- **Exercise objective**: The data that follows should be copied out exactly.

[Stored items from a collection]
=== Begin Enclosure ===

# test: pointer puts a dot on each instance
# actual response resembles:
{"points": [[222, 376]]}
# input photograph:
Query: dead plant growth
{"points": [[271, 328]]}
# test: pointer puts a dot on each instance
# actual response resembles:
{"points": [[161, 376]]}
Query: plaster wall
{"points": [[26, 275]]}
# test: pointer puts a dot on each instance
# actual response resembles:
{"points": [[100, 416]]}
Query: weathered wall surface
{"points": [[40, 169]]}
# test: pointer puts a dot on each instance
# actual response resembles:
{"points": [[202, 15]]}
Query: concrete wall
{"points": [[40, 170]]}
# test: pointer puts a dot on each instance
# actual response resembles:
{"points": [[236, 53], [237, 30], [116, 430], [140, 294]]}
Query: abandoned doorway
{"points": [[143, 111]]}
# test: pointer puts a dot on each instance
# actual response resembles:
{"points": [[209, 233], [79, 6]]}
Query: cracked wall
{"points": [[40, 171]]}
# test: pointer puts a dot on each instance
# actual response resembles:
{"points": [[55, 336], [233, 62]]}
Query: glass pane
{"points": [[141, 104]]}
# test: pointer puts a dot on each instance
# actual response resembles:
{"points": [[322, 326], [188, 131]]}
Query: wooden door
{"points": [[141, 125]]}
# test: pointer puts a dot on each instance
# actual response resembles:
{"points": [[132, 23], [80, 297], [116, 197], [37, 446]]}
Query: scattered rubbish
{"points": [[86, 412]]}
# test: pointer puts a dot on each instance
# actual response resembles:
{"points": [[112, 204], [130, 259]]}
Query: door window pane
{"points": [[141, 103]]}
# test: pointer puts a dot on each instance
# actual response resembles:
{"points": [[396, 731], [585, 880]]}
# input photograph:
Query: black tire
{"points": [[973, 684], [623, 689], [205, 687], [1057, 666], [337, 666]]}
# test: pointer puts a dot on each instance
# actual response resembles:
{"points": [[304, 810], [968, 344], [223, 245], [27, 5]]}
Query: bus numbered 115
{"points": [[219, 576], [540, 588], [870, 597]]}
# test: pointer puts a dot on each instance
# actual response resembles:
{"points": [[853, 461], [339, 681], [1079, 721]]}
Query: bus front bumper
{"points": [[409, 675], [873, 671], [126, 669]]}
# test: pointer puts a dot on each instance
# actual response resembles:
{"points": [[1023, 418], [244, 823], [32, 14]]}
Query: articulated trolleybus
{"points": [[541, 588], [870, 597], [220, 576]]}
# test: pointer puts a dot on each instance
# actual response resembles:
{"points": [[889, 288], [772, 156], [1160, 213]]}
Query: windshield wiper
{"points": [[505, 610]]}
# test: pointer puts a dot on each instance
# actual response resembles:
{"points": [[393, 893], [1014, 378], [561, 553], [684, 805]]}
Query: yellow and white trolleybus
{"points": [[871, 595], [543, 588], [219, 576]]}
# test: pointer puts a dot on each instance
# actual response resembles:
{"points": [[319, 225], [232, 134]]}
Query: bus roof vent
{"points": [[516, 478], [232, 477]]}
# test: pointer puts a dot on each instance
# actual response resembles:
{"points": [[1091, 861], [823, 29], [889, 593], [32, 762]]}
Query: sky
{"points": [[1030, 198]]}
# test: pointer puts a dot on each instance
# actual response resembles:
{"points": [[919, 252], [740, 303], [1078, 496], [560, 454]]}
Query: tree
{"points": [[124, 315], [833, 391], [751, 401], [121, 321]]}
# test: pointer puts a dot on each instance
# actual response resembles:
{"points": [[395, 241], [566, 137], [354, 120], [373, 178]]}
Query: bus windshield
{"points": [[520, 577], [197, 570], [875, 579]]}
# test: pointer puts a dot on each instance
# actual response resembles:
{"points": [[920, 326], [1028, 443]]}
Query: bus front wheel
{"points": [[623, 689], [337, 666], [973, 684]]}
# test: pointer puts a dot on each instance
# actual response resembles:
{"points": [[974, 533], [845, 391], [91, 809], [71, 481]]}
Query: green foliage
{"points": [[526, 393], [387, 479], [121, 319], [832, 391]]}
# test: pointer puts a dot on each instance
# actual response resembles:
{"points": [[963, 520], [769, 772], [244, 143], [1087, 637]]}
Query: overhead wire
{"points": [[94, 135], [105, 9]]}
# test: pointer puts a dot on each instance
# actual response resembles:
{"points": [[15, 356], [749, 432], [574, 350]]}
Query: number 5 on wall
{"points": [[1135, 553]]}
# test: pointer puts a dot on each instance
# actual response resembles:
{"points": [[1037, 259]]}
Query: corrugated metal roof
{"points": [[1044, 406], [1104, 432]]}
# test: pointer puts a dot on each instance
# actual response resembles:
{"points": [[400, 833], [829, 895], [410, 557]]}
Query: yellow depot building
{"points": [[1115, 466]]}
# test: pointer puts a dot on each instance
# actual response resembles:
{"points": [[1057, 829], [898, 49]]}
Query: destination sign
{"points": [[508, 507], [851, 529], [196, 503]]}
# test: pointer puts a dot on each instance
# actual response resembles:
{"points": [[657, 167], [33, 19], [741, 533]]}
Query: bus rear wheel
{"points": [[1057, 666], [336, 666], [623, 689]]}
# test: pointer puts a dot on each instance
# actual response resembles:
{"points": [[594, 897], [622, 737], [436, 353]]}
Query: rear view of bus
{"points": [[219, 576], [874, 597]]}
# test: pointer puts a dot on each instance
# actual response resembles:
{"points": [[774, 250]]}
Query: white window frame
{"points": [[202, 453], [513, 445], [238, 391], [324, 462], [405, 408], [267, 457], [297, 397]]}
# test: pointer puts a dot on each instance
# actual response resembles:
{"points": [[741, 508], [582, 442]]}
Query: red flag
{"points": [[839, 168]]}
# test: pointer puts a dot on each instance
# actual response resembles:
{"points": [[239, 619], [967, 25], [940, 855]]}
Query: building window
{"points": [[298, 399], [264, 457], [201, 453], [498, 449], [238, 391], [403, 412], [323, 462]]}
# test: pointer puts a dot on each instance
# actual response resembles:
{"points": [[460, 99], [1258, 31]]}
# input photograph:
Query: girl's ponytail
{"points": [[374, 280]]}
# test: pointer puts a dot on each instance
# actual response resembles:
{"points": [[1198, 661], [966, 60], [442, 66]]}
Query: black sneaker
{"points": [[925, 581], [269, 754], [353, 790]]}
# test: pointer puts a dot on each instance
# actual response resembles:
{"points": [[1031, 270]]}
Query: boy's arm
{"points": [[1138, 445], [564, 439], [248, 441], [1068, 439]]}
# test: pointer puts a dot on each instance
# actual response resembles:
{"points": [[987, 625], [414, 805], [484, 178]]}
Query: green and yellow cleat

=== End Enclosure ===

- **Reply to the exercise**:
# test: pointer puts a dot on each instance
# actual response resembles:
{"points": [[222, 376]]}
# input photograph:
Query: dead plant growth
{"points": [[271, 328]]}
# test: pointer puts a dot on each instance
# actual response resembles:
{"points": [[161, 376]]}
Query: plaster wall
{"points": [[26, 275]]}
# test: pointer puts a dot on each instance
# actual response resembles:
{"points": [[100, 416]]}
Query: weathered wall surface
{"points": [[40, 169]]}
# test: pointer puts a dot on each instance
# actual response resembles:
{"points": [[202, 15]]}
Query: concrete wall
{"points": [[40, 170]]}
# test: pointer puts a dot on each instance
# actual response resembles:
{"points": [[236, 53], [237, 30], [116, 430], [140, 294]]}
Query: abandoned doorway
{"points": [[143, 111]]}
# test: pointer puts a dot on each instance
# actual response resembles:
{"points": [[209, 233], [79, 6]]}
Query: cracked wall
{"points": [[40, 171]]}
# test: pointer puts a dot on each instance
# actual response resembles:
{"points": [[55, 336], [233, 62]]}
Query: glass pane
{"points": [[141, 104]]}
# test: pointer puts a dot on each instance
# actual response resembles:
{"points": [[322, 326], [188, 131]]}
Query: wooden door
{"points": [[141, 125]]}
# test: pointer puts a dot on each instance
# actual response resembles:
{"points": [[132, 23], [80, 297], [116, 197], [37, 446]]}
Query: scattered rubbish
{"points": [[86, 412]]}
# test: pointer puts a dot on each instance
# actual response resembles:
{"points": [[112, 204], [130, 259]]}
Query: door window pane
{"points": [[141, 103]]}
# test: pointer puts a dot on each instance
# actual response resembles:
{"points": [[396, 731], [585, 880]]}
# input photograph:
Query: black tire
{"points": [[973, 684], [623, 689], [205, 687], [1057, 666], [337, 666]]}
# test: pointer puts a dot on each instance
# actual response resembles:
{"points": [[304, 810], [968, 344], [223, 245], [27, 5]]}
Query: bus numbered 115
{"points": [[219, 576], [540, 588], [870, 597]]}
# test: pointer puts a dot on each instance
# actual response resembles:
{"points": [[853, 461], [339, 681], [1079, 721]]}
Query: bus front bumper
{"points": [[409, 675], [873, 671], [126, 669]]}
# test: pointer puts a dot on each instance
# actual response resembles:
{"points": [[1023, 418], [244, 823], [32, 14]]}
Query: articulated trolleybus
{"points": [[541, 588], [870, 597], [220, 576]]}
# test: pointer puts a dot on each instance
# actual response resembles:
{"points": [[889, 288], [772, 156], [1160, 213]]}
Query: windshield wiper
{"points": [[505, 610]]}
# test: pointer puts a dot on each instance
# actual response resembles:
{"points": [[393, 893], [1014, 378], [561, 553], [684, 805]]}
Query: yellow and white trolleybus
{"points": [[871, 595], [543, 588], [219, 576]]}
# test: pointer puts a dot on each instance
# actual response resembles:
{"points": [[319, 225], [232, 134]]}
Query: bus roof vent
{"points": [[516, 478], [232, 477]]}
# test: pointer puts a dot on each instance
# actual response resembles:
{"points": [[1091, 861], [823, 29], [889, 593], [32, 762]]}
Query: sky
{"points": [[1030, 198]]}
# test: pointer puts a dot on each instance
# actual response resembles:
{"points": [[919, 252], [740, 303], [1078, 496], [560, 454]]}
Query: tree
{"points": [[124, 315], [833, 391], [751, 401], [121, 321]]}
# test: pointer puts a dot on each instance
# actual response resembles:
{"points": [[395, 241], [566, 137], [354, 120], [373, 178]]}
Query: bus windshield
{"points": [[520, 577], [197, 570], [875, 579]]}
# test: pointer puts a dot on each instance
# actual response resembles:
{"points": [[920, 326], [1028, 443]]}
Query: bus front wheel
{"points": [[623, 689], [337, 666], [973, 684]]}
# test: pointer puts a dot on each instance
# actual response resembles:
{"points": [[974, 533], [845, 391], [91, 809], [71, 481]]}
Query: green foliage
{"points": [[526, 393], [387, 479], [121, 319], [832, 391]]}
# test: pointer puts a dot on each instance
# actual response resembles:
{"points": [[963, 520], [769, 772], [244, 143], [1087, 637]]}
Query: overhead wire
{"points": [[94, 135], [105, 9]]}
# test: pointer puts a dot on each instance
# actual response resembles:
{"points": [[15, 356], [749, 432], [574, 350]]}
Query: number 5 on wall
{"points": [[1135, 553]]}
# test: pointer puts a dot on each instance
# actual response resembles:
{"points": [[1037, 259]]}
Query: corrugated metal roof
{"points": [[1044, 406], [1104, 432]]}
# test: pointer puts a dot on each instance
# actual response resembles:
{"points": [[400, 833], [829, 895], [410, 557]]}
Query: yellow depot building
{"points": [[1115, 466]]}
# test: pointer puts a dot on each instance
# actual response resembles:
{"points": [[1057, 829], [898, 49]]}
Query: destination sign
{"points": [[508, 507], [851, 529], [196, 503]]}
# test: pointer puts a dot on each instance
# actual response resembles:
{"points": [[657, 167], [33, 19], [741, 533]]}
Query: bus rear wheel
{"points": [[1057, 666], [336, 666], [623, 689]]}
# test: pointer puts a dot on each instance
# actual response resembles:
{"points": [[594, 897], [622, 737], [436, 353]]}
Query: rear view of bus
{"points": [[219, 576], [874, 597]]}
# test: pointer puts a dot on each instance
# actual response resembles:
{"points": [[774, 250]]}
Query: white window frame
{"points": [[202, 453], [513, 445], [238, 391], [324, 462], [405, 408], [267, 457], [297, 397]]}
# test: pointer puts a dot on each instance
# actual response resembles:
{"points": [[741, 508], [582, 442]]}
Query: red flag
{"points": [[839, 168]]}
# test: pointer puts a dot on each instance
# actual response resembles:
{"points": [[239, 619], [967, 25], [940, 855]]}
Query: building window
{"points": [[298, 399], [264, 457], [201, 453], [498, 449], [238, 391], [403, 412], [323, 462]]}
# test: pointer puts a dot on each instance
# actual response resembles:
{"points": [[460, 99], [1258, 31]]}
# input photograph:
Query: girl's ponytail
{"points": [[374, 280]]}
# test: pointer puts a dot on each instance
# actual response resembles:
{"points": [[1198, 661], [966, 60], [442, 66]]}
Query: black sneaker
{"points": [[925, 581], [269, 754], [353, 790]]}
# test: pointer puts a dot on each instance
# actual response resembles:
{"points": [[1031, 270]]}
Query: boy's arm
{"points": [[1138, 445], [564, 439], [248, 441], [1068, 439]]}
# test: pointer puts a dot on each instance
# actual response resembles:
{"points": [[987, 625], [414, 805], [484, 178]]}
Query: green and yellow cleat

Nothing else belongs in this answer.